• **Exercise aim**: Echo the lines of the data below word for word, leaving out the pictures.

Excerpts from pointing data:
• • • •

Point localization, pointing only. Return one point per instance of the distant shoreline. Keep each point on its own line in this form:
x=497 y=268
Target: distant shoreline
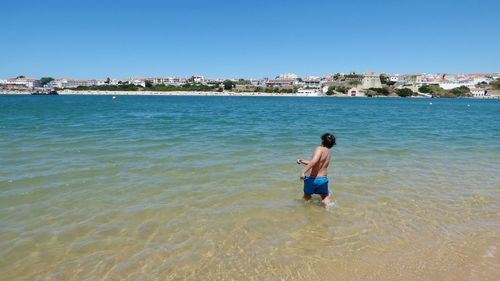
x=201 y=93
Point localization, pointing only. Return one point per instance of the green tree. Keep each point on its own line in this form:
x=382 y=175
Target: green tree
x=45 y=80
x=496 y=84
x=405 y=92
x=228 y=84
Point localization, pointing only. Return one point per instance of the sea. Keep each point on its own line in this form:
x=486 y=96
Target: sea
x=207 y=188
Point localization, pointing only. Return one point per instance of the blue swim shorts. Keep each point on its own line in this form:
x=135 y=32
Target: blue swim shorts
x=317 y=185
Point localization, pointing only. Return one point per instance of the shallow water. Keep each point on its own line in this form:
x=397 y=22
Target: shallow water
x=206 y=188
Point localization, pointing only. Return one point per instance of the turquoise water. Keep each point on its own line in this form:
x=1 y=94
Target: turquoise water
x=175 y=188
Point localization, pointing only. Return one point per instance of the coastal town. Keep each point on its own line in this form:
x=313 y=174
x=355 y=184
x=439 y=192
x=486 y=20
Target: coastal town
x=368 y=84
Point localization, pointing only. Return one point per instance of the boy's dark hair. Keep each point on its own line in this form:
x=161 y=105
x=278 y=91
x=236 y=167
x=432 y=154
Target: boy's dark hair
x=328 y=140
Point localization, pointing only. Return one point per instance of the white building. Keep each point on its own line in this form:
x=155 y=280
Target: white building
x=24 y=82
x=477 y=92
x=287 y=76
x=308 y=92
x=356 y=92
x=311 y=83
x=394 y=78
x=371 y=80
x=451 y=85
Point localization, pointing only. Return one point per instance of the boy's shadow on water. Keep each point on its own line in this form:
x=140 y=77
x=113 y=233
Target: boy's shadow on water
x=316 y=202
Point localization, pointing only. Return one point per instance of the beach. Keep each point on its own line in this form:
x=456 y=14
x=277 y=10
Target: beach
x=207 y=188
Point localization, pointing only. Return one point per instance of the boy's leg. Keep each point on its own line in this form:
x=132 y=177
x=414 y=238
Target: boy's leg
x=307 y=197
x=325 y=198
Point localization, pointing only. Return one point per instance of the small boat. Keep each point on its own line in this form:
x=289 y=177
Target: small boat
x=49 y=93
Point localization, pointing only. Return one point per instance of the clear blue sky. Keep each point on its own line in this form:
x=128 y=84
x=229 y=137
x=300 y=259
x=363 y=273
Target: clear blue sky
x=251 y=39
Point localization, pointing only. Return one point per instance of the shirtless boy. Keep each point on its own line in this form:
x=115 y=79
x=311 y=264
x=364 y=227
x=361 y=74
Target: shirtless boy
x=315 y=173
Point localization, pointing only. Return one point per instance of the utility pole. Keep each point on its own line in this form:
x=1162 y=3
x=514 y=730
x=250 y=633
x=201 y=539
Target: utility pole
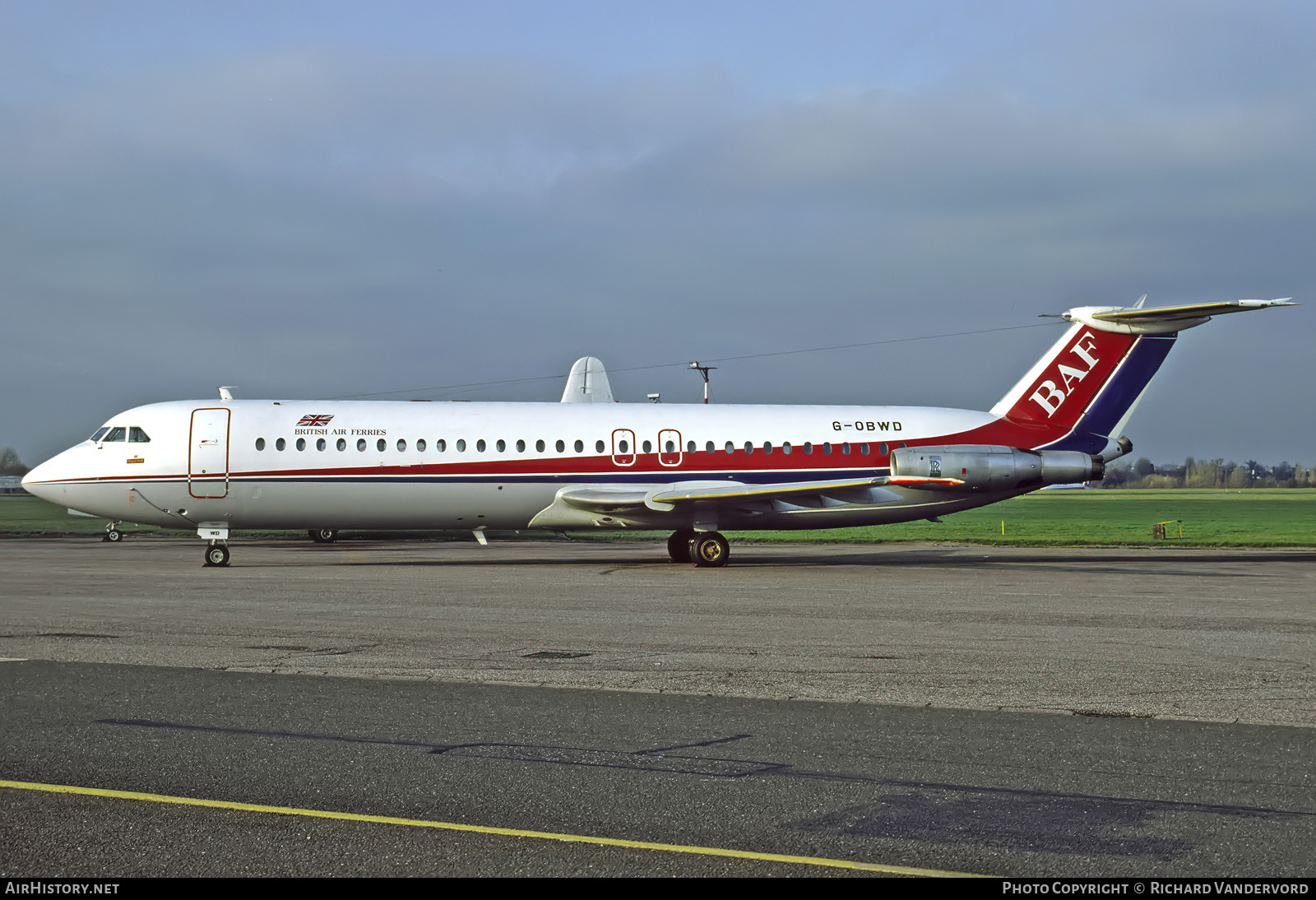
x=703 y=370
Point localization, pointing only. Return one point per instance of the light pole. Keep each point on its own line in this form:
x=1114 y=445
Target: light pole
x=703 y=370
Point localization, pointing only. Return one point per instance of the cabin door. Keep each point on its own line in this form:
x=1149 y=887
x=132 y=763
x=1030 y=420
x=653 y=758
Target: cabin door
x=208 y=452
x=669 y=448
x=624 y=448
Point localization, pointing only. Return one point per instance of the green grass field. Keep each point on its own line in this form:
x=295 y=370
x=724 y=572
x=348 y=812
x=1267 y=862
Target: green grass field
x=1258 y=518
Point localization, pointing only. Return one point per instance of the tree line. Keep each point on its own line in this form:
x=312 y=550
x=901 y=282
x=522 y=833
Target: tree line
x=10 y=462
x=1207 y=474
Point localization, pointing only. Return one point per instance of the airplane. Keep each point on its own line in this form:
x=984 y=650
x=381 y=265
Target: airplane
x=592 y=463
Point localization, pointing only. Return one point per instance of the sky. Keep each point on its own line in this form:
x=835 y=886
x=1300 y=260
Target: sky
x=456 y=200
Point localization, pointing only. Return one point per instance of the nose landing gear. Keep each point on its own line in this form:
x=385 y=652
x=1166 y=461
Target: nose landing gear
x=216 y=535
x=217 y=554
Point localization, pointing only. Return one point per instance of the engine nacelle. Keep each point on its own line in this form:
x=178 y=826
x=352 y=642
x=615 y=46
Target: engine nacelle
x=984 y=467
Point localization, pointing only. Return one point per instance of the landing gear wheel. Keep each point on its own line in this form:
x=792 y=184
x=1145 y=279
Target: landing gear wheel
x=678 y=546
x=216 y=554
x=710 y=550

• • • •

• **Task result**:
Point localization, pointing only. Return one point per instance of the distant shoreline. Keep each point on its own line in this form:
x=497 y=268
Target: distant shoreline
x=201 y=93
Point localization, pointing only. Return one point per instance of the green tree. Keep each point on its own line in this form:
x=382 y=175
Target: green tree
x=45 y=80
x=496 y=84
x=405 y=92
x=228 y=84
Point localization, pointing only. Return one point per instance of the sea. Keep each point on its own line in this form:
x=486 y=96
Target: sea
x=207 y=188
Point localization, pointing only. Return one point per instance of the blue swim shorts. Keep each point on its own line in this form:
x=135 y=32
Target: blue swim shorts
x=317 y=185
Point localization, pointing only. Return one point per instance of the shallow water. Keep each point on its own line in this form:
x=397 y=22
Target: shallow water
x=206 y=188
Point localization, pointing only. Return one point per instance of the turquoise water. Keep each point on its own line in this form:
x=1 y=94
Target: turquoise water
x=175 y=188
Point localization, pointing only. Return one point per instance of the coastal town. Keep each point on its own line in this form:
x=313 y=174
x=355 y=184
x=439 y=192
x=486 y=20
Target: coastal town
x=368 y=84
Point localization, pointing only. Return one point per instance of the boy's dark hair. Keep each point on its own line in this form:
x=161 y=105
x=278 y=91
x=236 y=167
x=432 y=154
Target: boy's dark hair
x=328 y=140
Point localization, pointing only. Return one point per instance of the white building. Keep each point on its own line in this form:
x=155 y=280
Target: white building
x=24 y=82
x=477 y=92
x=287 y=76
x=308 y=92
x=356 y=92
x=311 y=83
x=394 y=78
x=371 y=80
x=451 y=85
Point localization, pointing only. Return one point per instance of the boy's shadow on water. Keep each point on its own line in this form:
x=140 y=77
x=113 y=233
Target: boy's shadow on water
x=316 y=202
Point localization, pointing only. Return one point per instance of the beach. Keep each point on its own line in this form:
x=456 y=14
x=277 y=10
Target: beach
x=207 y=188
Point localization, pointing only. Return one point per instance of the boy's leg. Keep each point on its own line in this form:
x=132 y=177
x=414 y=238
Target: boy's leg
x=307 y=197
x=325 y=198
Point localization, pointing only. Return one point per instance of the small boat. Keep each point on its own line in this form:
x=289 y=177
Target: small boat
x=49 y=93
Point localization, pointing only. Return one point per instance of the clear blue sky. Keep each point on its own line in this form:
x=128 y=84
x=229 y=137
x=300 y=259
x=363 y=273
Target: clear blue sky
x=251 y=39
Point localization, pointing only. Return one point per instance of the shirtless boy. Keep each point on its own line in this form:
x=115 y=79
x=311 y=264
x=364 y=227
x=361 y=74
Target: shirtless boy
x=315 y=173
Point localization, pointing only. Return one point per instance of the utility pole. Keep each point on its own line in this form:
x=1162 y=3
x=514 y=730
x=250 y=633
x=201 y=539
Target: utility pole
x=703 y=370
Point localization, pointing only. Return one point per instance of the light pole. Keep each point on its own line in this form:
x=1114 y=445
Target: light pole
x=703 y=370
Point localization, pointing only. Return one point per instance of the cabin door. Keep each point on its own line in this form:
x=1149 y=887
x=132 y=763
x=1030 y=420
x=653 y=758
Target: cabin door
x=208 y=452
x=669 y=448
x=624 y=448
Point localization, pointing only. Return one point per instance of the green grass field. Keep each point on its own line in this form:
x=295 y=370
x=724 y=572
x=348 y=812
x=1267 y=862
Target: green grass field
x=1258 y=518
Point localization, pointing only. Return one point per instance of the tree line. Keep each point on its own line in this form:
x=312 y=550
x=901 y=282
x=522 y=833
Target: tree line
x=10 y=462
x=1207 y=474
Point localization, pointing only. Return one point per instance of the airplane. Keep each point on its own line in this form:
x=984 y=650
x=381 y=265
Target: airplane
x=592 y=463
Point localization, pointing only. Return one point per instance of the sky. Keep each point on its own line in this form:
x=835 y=886
x=1300 y=260
Target: sky
x=456 y=200
Point localization, pointing only. Return one point per instance of the nose landing gear. Keep each point on its own line in this form:
x=385 y=652
x=1166 y=461
Target: nose landing gear
x=216 y=535
x=217 y=554
Point localization, pointing only. Return one point per instance of the engine nacelle. Keep each point on its own line in this form:
x=178 y=826
x=352 y=642
x=615 y=46
Target: engine nacelle
x=984 y=467
Point localization, pointing only. Return one point per instance of the landing gear wheel. Keep each point on its own line in this form:
x=792 y=184
x=1145 y=279
Target: landing gear wheel
x=678 y=546
x=216 y=554
x=710 y=550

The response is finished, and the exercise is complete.